ACTION ITEM:
Please reproduce the entries exactly, skipping each picture.

[Image point grounding data]

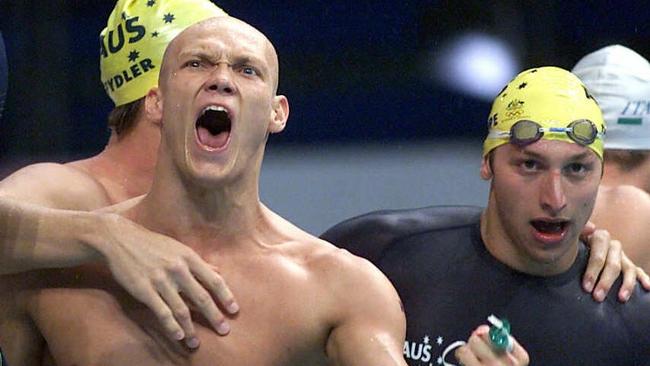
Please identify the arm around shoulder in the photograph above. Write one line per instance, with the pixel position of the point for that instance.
(38, 227)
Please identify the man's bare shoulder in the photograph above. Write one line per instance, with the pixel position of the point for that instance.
(55, 185)
(624, 202)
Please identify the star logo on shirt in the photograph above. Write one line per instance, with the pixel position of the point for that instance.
(133, 55)
(168, 18)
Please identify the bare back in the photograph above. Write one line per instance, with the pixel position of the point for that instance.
(625, 212)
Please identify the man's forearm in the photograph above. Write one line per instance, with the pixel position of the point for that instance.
(35, 237)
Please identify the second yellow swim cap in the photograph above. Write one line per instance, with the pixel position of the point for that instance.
(549, 96)
(135, 38)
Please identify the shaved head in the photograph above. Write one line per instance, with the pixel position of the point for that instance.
(219, 29)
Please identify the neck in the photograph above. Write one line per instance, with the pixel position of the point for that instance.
(207, 216)
(613, 176)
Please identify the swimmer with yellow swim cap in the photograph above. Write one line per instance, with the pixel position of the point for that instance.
(545, 103)
(132, 47)
(543, 155)
(153, 268)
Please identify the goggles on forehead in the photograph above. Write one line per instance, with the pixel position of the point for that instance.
(525, 132)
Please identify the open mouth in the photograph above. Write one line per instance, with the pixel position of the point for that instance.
(213, 127)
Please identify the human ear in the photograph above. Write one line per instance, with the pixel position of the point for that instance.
(279, 114)
(153, 105)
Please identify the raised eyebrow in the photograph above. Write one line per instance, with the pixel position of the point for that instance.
(194, 54)
(249, 60)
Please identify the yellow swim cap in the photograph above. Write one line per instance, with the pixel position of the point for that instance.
(135, 38)
(551, 97)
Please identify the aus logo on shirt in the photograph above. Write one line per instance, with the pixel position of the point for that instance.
(430, 353)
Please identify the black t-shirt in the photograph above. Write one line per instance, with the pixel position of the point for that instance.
(450, 284)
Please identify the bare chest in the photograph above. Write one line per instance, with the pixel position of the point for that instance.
(87, 320)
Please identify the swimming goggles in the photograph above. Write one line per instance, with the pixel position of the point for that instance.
(525, 132)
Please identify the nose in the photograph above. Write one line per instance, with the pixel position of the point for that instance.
(221, 80)
(552, 197)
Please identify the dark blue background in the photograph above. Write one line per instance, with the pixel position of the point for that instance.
(352, 69)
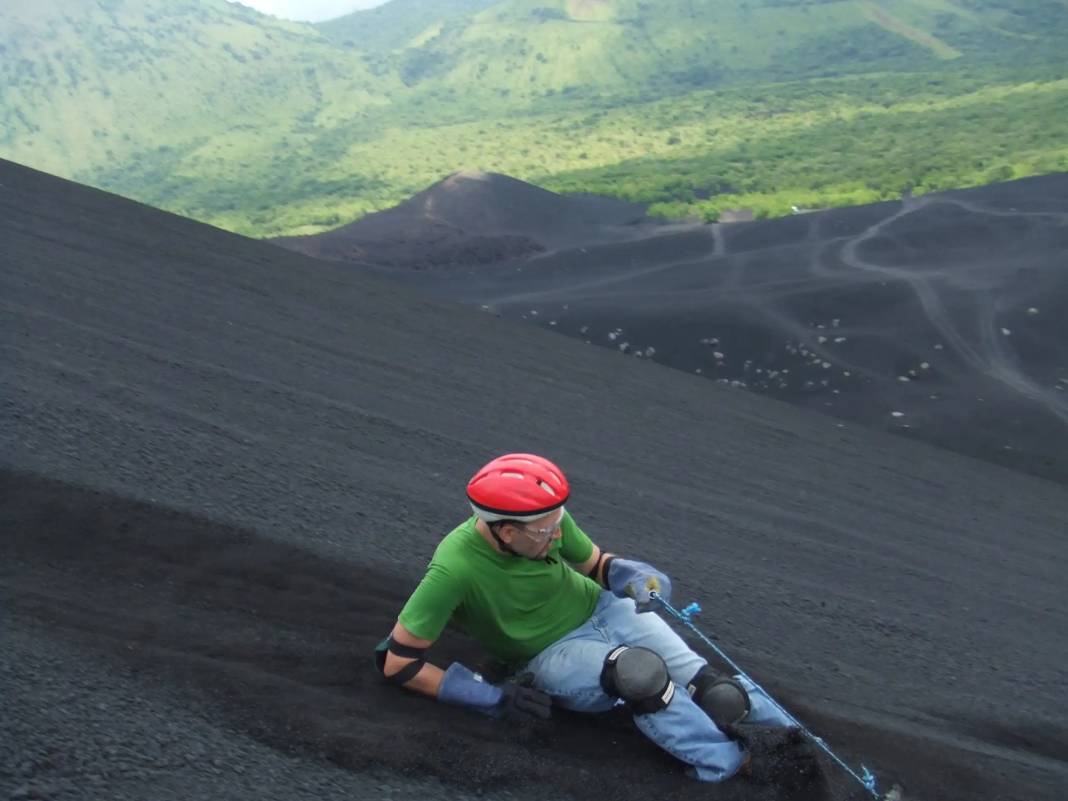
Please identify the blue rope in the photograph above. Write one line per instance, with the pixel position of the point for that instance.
(866, 780)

REPLY:
Please identify the arm around shoulder in the photograph above. Write one line per instance, with the pixel position of the point for that instance.
(38, 227)
Please identify the man's bare shoulder in the photograph above. Write one line per instance, with the pixel position of the point for that instance.
(55, 185)
(624, 202)
Please identify the star logo on shirt in the photograph above. Write one line per instance, with the pixel position of the point for that instance.
(133, 55)
(168, 18)
Please identify the bare back in the photograph above. Write one line per instance, with the pixel position of the point for that instance.
(625, 212)
Please identify the man's forearm in the photograph above. Write one line per instance, with the pixel position of the point for that instance.
(35, 237)
Please identify the second yellow swim cap in the photograph above. Write one line per instance, with the pixel position of the point for that instance.
(549, 96)
(135, 38)
Please identify the shaved head in the photograph above. Write one line per instance, with the pixel position of the point for that instance.
(219, 29)
Please identify the neck in the photograph above. Write one line per instance, with the pixel position of the point for that instance.
(207, 216)
(613, 176)
Please identify the swimmer with yellow swim cap in the photograph above. Write one line per instance, with the pixel position of the point for that instance.
(545, 103)
(132, 47)
(543, 155)
(153, 268)
Please identify the goggles on forehead in the photograph above. Write one line per instance, with the pixel position of the point for that instance.
(525, 132)
Please identify the open mouth in the photograph above. Write one line per instance, with the pixel position of the point for that instance.
(213, 127)
Please identify the human ear in the photograph above. Write one line per instance, with the pixel position of the point for that instance.
(279, 114)
(153, 105)
Please identify the raised eyebrow in the photograph above. Write one line per instance, with the pixel position of the point for that instance.
(194, 54)
(249, 60)
Please identify the yellow swim cap in the photograph above. Write one line per instance, with the pixel position of the point for that instance.
(135, 38)
(551, 97)
Please identify the aus logo on shirt in the photograph above. Write one line per instance, with the pixel position of the point for that instance.
(430, 353)
Please identify the black t-shirt in the photograph above. Write one line per instance, with the pixel position of the point for that instance.
(450, 284)
Please identify the bare chest in the photograph above. Write one line per instance, with the pixel position of the point for that instance.
(87, 320)
Please identify the swimming goggles in the photograph above. Write one line per instance, with the pixel position of the point for that instance.
(525, 132)
Please identify the nose in the photograph above. Write one line per instance, with the pixel position of the point for that instance.
(221, 80)
(552, 197)
Please identify the dark blue background in the photograph above. Write one line per instance, with the pixel position of the point for that instance.
(352, 69)
Please identify the blue rope in the photograph above. Write one line per instance, with the pixel position of the point for that instance.
(866, 780)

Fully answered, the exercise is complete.